++++ Exercise materials

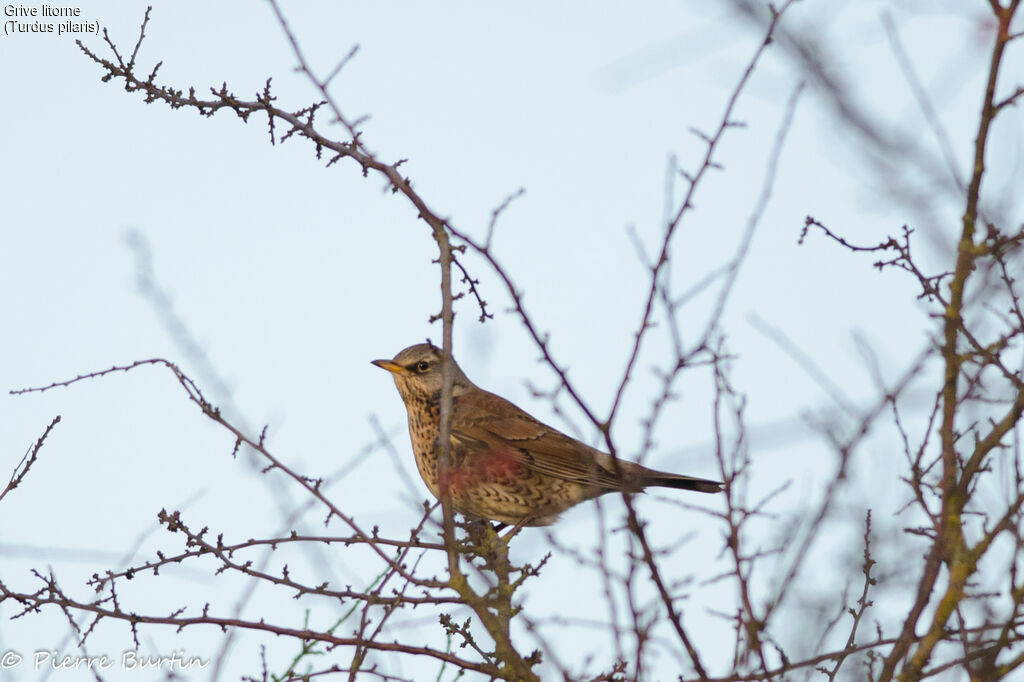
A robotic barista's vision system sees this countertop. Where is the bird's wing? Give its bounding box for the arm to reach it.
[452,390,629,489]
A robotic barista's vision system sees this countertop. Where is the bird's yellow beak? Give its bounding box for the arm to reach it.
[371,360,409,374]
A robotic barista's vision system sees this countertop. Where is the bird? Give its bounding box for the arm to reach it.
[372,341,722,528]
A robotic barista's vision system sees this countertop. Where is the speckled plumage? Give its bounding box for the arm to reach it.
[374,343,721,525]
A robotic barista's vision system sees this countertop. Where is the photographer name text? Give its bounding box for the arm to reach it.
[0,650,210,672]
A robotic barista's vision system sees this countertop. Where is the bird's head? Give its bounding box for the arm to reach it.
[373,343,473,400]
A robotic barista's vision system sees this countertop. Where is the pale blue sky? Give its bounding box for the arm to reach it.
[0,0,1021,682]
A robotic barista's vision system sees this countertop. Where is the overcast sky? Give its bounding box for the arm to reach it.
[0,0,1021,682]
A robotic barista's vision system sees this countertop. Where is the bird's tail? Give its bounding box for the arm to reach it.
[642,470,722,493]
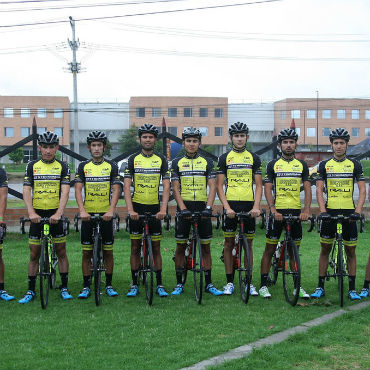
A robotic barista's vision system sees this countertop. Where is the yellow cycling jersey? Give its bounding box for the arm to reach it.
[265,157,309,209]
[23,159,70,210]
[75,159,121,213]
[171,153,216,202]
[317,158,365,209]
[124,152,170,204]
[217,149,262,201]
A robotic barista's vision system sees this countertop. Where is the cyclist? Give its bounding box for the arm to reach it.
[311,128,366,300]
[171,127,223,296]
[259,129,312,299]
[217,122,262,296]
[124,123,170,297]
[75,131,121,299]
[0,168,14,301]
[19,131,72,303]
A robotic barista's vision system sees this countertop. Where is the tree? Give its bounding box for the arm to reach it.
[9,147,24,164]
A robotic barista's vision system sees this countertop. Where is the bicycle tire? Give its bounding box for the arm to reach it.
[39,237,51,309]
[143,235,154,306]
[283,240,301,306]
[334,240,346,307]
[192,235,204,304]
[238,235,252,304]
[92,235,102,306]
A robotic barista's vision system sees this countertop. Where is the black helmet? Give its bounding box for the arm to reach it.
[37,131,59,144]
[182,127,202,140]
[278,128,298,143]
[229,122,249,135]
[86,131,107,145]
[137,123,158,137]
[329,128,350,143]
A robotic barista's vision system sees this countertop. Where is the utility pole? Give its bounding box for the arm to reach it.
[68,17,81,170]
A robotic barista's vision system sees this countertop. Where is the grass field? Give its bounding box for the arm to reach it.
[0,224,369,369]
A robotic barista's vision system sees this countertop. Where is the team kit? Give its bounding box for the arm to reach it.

++++++++

■ What to work on
Copy the records from the line that contains "is the speckled" through the line that contains "[92,235,102,306]", including the requests, with every bounding box coordinate multiplied by 1.5 and rounded to a whole number, halves rounding up. Leave the pictures out.

■ Solution for this task
A robotic barista's vision system sees this countertop. Where is the speckled plumage? Give its bounding box for the arm to reach it.
[561,515,1082,788]
A robotic barista's vision system sees this countertop. Where is the photographer name text? Give its bounding box for the arm to reach it.
[0,975,315,1008]
A robotic barista's vision system sees this countertop. Where is the bird's head? Give its bounding box for the arm to reach it.
[560,515,710,600]
A robotic barista's vision system sees this countertop. Where is the pale blue sky? Give its bounding box for the arm to reach it.
[0,0,1532,1023]
A robotic barista's vision system sees this countertop. Where is the overcast sky? Give its bounding box for the arm to reach it.
[0,0,1532,1023]
A robotic barista's vision system sees this countertop. Where is the bird's tail? Give its bounding box for the arm to reach it.
[963,705,1083,740]
A robotic barista's vision system sees this countertop. Where is the yellow cycling jersey? Give its bounding box for the arm to reach it.
[398,236,464,314]
[35,239,105,315]
[113,239,182,320]
[257,230,324,303]
[476,237,548,314]
[186,228,255,306]
[326,224,393,302]
A robotic barista's vision system sees this countertop. Where is the cyclist? Give its bounding box for the arm to reach it.
[467,192,549,450]
[257,191,335,444]
[389,194,468,449]
[326,183,393,444]
[186,185,255,446]
[113,197,182,449]
[0,252,21,452]
[29,197,108,455]
A robotic barista's vision system sees this countertop. Where is the tree? Give its bounding box for the arm to reach it.
[14,221,36,246]
A robotic barista's vision system sees this countertop. Where is the bicycle tire? Give its bounding box for the arm to reach it.
[59,356,77,464]
[215,353,231,459]
[425,360,452,459]
[501,360,519,461]
[288,353,306,456]
[357,353,378,456]
[138,353,153,459]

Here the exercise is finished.